_Task to carry out:_
Your answer must consist of the lines running from the one that holds "Can you see the car hood" to the end of the data, copied exactly.

_Records for this task:_

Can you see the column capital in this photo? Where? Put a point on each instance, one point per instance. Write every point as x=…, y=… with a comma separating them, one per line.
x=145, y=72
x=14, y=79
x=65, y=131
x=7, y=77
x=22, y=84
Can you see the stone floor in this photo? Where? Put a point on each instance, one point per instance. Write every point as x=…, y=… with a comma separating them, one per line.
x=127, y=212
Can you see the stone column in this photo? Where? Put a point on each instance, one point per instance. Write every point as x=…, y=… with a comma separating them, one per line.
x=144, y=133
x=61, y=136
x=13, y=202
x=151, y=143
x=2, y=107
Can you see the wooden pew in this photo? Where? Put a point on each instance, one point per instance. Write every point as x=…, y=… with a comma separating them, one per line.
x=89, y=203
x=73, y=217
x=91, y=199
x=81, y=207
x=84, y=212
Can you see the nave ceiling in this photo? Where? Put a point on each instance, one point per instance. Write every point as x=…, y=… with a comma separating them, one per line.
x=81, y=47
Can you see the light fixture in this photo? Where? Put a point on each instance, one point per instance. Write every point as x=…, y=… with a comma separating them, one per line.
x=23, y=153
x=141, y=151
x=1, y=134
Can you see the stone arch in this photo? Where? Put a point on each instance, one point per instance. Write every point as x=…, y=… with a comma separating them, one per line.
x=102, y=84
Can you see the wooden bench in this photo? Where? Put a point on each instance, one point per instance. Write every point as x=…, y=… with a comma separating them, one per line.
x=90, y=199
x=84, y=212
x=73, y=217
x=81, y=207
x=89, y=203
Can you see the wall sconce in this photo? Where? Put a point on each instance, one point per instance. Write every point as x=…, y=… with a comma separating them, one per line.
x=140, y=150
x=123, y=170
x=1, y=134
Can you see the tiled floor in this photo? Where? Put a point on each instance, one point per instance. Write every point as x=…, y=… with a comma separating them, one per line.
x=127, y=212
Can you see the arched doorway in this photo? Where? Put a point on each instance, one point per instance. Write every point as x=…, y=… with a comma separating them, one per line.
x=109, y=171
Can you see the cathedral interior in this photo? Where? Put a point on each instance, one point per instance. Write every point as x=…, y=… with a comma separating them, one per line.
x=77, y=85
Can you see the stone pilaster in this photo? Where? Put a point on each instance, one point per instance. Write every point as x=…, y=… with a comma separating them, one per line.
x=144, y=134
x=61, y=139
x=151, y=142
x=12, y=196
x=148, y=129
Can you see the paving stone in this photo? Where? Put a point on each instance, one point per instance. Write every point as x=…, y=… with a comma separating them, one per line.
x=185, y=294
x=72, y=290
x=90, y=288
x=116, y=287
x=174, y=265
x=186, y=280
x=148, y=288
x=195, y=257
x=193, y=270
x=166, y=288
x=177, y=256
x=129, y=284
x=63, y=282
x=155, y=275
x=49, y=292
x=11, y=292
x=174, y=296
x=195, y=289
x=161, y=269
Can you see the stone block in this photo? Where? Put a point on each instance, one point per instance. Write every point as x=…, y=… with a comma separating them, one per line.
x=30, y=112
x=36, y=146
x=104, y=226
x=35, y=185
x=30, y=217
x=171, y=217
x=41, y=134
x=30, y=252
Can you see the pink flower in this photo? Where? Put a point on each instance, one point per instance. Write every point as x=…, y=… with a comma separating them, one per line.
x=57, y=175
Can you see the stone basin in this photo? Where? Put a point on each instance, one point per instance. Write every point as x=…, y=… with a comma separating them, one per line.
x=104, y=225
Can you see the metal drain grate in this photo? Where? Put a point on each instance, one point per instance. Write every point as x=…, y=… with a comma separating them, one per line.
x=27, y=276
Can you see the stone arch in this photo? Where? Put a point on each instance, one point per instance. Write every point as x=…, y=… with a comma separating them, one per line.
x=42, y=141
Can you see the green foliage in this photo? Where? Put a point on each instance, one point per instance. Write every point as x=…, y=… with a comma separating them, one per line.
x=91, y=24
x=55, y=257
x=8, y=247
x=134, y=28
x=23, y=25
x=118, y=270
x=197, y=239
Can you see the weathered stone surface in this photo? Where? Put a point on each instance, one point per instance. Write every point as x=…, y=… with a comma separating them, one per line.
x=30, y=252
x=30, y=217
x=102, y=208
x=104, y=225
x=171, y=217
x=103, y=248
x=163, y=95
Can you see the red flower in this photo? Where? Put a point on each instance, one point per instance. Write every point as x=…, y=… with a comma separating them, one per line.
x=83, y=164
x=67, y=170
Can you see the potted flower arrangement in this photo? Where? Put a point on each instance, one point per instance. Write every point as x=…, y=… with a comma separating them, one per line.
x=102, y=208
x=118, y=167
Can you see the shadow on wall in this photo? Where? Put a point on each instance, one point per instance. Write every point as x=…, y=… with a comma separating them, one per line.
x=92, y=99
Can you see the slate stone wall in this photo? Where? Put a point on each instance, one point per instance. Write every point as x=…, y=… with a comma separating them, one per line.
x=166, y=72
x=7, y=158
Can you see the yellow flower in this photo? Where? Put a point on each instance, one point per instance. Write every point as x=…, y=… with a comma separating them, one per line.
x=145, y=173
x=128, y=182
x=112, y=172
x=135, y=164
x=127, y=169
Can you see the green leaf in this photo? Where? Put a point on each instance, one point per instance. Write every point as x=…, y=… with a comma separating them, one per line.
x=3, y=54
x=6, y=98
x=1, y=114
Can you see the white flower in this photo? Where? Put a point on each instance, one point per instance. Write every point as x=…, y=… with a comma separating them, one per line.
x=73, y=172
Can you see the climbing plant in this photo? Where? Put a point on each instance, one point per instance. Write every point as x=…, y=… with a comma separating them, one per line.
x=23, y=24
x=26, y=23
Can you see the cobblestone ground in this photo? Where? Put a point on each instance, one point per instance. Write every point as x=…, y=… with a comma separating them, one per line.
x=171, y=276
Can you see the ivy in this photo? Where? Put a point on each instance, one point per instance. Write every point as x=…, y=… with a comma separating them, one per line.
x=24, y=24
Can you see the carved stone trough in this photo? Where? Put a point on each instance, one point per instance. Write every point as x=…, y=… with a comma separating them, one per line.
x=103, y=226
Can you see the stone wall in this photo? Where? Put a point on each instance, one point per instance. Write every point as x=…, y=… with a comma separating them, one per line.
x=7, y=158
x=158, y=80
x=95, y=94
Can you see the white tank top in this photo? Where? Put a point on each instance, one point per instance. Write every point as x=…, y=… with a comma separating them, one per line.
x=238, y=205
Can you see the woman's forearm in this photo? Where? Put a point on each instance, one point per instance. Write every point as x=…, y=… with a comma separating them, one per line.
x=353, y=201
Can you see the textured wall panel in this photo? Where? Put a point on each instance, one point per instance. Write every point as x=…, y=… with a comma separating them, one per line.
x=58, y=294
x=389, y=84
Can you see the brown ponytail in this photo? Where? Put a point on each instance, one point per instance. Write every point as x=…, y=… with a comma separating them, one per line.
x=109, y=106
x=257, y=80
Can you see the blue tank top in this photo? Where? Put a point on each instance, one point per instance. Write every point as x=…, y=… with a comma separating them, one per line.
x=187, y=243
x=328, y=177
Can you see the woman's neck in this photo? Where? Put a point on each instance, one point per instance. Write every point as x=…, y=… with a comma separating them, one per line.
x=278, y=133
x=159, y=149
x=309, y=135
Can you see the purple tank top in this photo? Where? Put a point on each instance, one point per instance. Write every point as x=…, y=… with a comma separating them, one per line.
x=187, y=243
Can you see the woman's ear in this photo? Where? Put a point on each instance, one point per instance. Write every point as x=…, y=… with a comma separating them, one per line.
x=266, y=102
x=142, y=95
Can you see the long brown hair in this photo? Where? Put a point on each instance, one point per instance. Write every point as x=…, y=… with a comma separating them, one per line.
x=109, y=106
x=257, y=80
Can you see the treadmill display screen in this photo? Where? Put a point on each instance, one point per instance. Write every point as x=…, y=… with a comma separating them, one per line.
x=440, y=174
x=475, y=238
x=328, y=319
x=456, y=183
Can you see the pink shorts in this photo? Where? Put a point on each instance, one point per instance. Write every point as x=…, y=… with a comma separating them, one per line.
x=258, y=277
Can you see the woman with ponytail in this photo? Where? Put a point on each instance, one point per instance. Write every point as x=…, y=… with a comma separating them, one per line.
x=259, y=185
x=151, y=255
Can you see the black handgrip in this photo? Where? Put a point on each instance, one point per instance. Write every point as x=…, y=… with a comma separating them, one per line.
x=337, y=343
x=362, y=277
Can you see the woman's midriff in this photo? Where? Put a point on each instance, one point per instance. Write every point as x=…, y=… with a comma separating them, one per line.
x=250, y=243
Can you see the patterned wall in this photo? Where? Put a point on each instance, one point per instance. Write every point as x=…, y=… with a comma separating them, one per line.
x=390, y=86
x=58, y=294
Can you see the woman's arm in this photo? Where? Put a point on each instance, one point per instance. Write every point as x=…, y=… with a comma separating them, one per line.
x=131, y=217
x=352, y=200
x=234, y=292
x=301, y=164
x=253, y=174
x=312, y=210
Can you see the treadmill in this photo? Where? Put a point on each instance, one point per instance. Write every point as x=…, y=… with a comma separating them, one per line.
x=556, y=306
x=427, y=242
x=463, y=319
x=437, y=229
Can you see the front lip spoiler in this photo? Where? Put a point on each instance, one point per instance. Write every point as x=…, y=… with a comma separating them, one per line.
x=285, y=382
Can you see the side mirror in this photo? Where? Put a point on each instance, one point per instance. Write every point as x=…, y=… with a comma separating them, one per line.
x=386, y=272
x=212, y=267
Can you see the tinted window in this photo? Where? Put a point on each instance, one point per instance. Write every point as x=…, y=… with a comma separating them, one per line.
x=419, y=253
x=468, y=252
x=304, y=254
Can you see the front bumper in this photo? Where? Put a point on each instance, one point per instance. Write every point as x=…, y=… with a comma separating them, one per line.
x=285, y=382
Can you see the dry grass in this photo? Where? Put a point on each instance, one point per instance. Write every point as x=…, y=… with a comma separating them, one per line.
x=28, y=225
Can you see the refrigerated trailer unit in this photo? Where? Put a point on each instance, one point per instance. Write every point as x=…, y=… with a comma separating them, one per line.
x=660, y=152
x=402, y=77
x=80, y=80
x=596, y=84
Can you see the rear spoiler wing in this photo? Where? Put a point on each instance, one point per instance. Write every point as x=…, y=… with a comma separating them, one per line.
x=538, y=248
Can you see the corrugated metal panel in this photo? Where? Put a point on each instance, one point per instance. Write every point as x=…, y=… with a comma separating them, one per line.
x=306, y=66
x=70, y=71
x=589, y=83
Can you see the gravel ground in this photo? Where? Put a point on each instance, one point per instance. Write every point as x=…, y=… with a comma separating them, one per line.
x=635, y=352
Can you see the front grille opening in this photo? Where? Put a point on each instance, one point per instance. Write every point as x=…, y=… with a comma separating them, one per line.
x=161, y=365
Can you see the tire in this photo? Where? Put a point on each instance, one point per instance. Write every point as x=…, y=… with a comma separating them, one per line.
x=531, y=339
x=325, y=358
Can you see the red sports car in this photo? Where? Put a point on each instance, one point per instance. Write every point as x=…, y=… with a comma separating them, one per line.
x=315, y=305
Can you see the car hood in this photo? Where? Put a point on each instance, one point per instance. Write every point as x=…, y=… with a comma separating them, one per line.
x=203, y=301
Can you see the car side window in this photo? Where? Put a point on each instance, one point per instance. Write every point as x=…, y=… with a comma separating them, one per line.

_Solution:_
Can you see the car hood in this photo? Where? Put a point on each instance, one point per instance. Write every point as x=…, y=… with a comma separating them, one per line.
x=203, y=301
Can you see the car side window in this photo? Where? Put a point on each instance, one point per instance. Write every point as x=…, y=… with a comma separating them, one per line.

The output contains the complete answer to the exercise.